[start Page extract]

I take the opportunity to thank all ofthose who will take a few minutes to read my humble impressions andleave comments, advice, criticism and questions.

Greetings to you all! Stay tuned forthe next review!


----------



## blueridgeman (Nov 29, 2017)

Mod edit. No need to quote the entire review. Clutters up the thread. WW

Pics not working for me, says designed in Finland..is it made in China though?


----------



## Woods Walker (Nov 30, 2017)

I also reviewed this headlamp. It did just great in my bad weather and flooded river submersion tests. Nice beam etc etc etc. Some of the anodizing/coating chipped off over time but then again I wasn't careful with it. The headband is a major winner. Wide strap and SS harness system much like the Fenix HL50 has.

edit. Thread moved to headlamps. Expiring redirect left in previous forum.


----------



## PolarLi (Nov 30, 2017)

[end Page extract]

▸ Tasks:
1 > Answer from the headlamp thread:
(a) On what date did blueridgeman post?
(b) According to blueridgeman's post, where was the product designed?
(c) Which headlamp does Woods Walker say has a similar strap and harness system?
2 > In the headlamp thread, take the passage starting with "Mod edit. No" and going on through "Fenix HL50 has.", and write it out again with "headband" swapped for "head strap".
The lines that come next aren't needed for anything here.

[start Dataset content]

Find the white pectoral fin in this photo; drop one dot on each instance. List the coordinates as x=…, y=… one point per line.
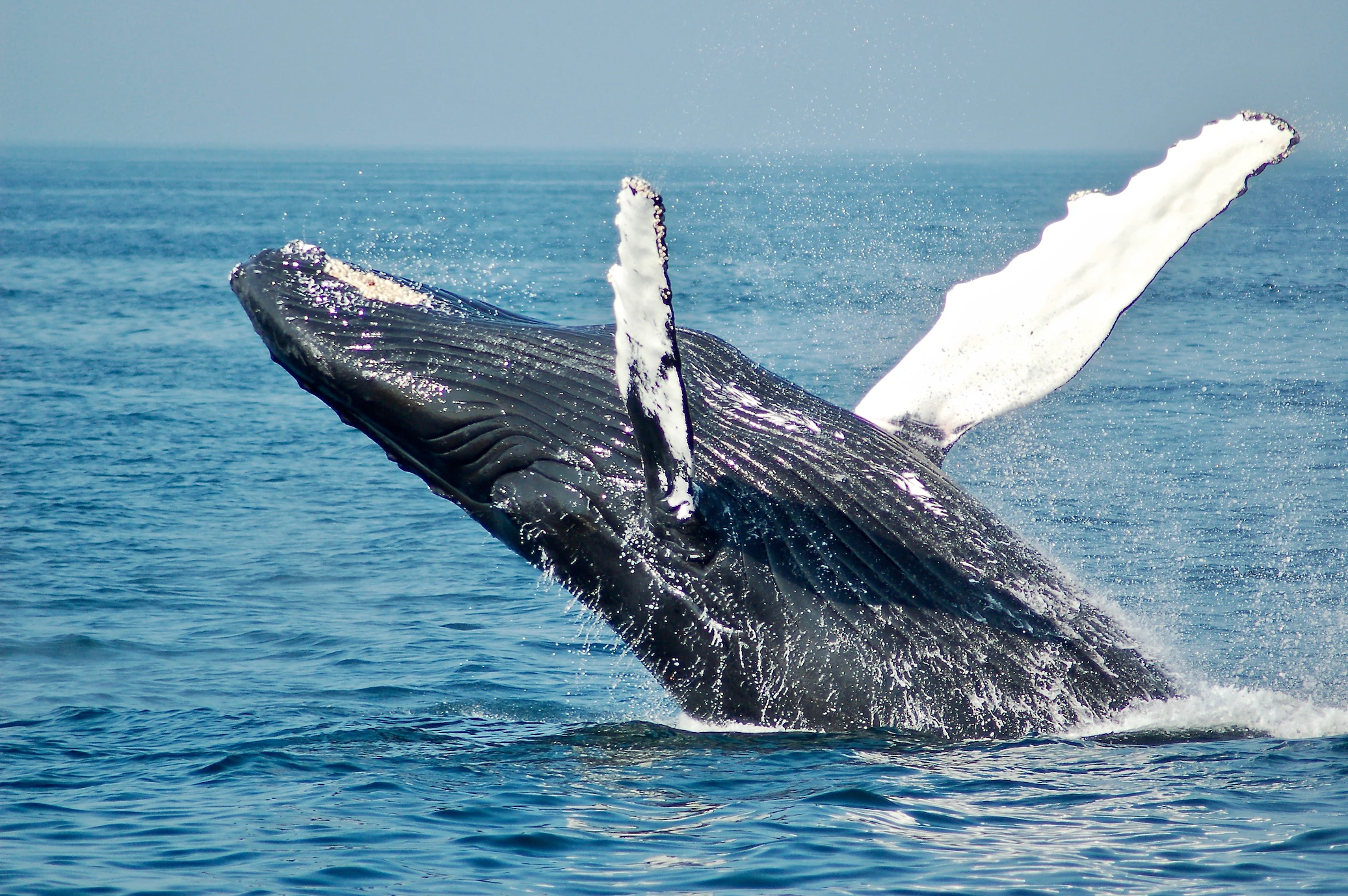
x=648, y=367
x=1011, y=337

[end Dataset content]

▸ Outputs for the tasks:
1 >
(a) Nov 29, 2017
(b) Finland
(c) The Fenix HL50

2 >
Mod edit. No need to quote the entire review. Clutters up the thread. WW

Pics not working for me, says designed in Finland..is it made in China though?


----------



## Woods Walker (Nov 30, 2017)

I also reviewed this headlamp. It did just great in my bad weather and flooded river submersion tests. Nice beam etc etc etc. Some of the anodizing/coating chipped off over time but then again I wasn't careful with it. The head strap is a major winner. Wide strap and SS harness system much like the Fenix HL50 has.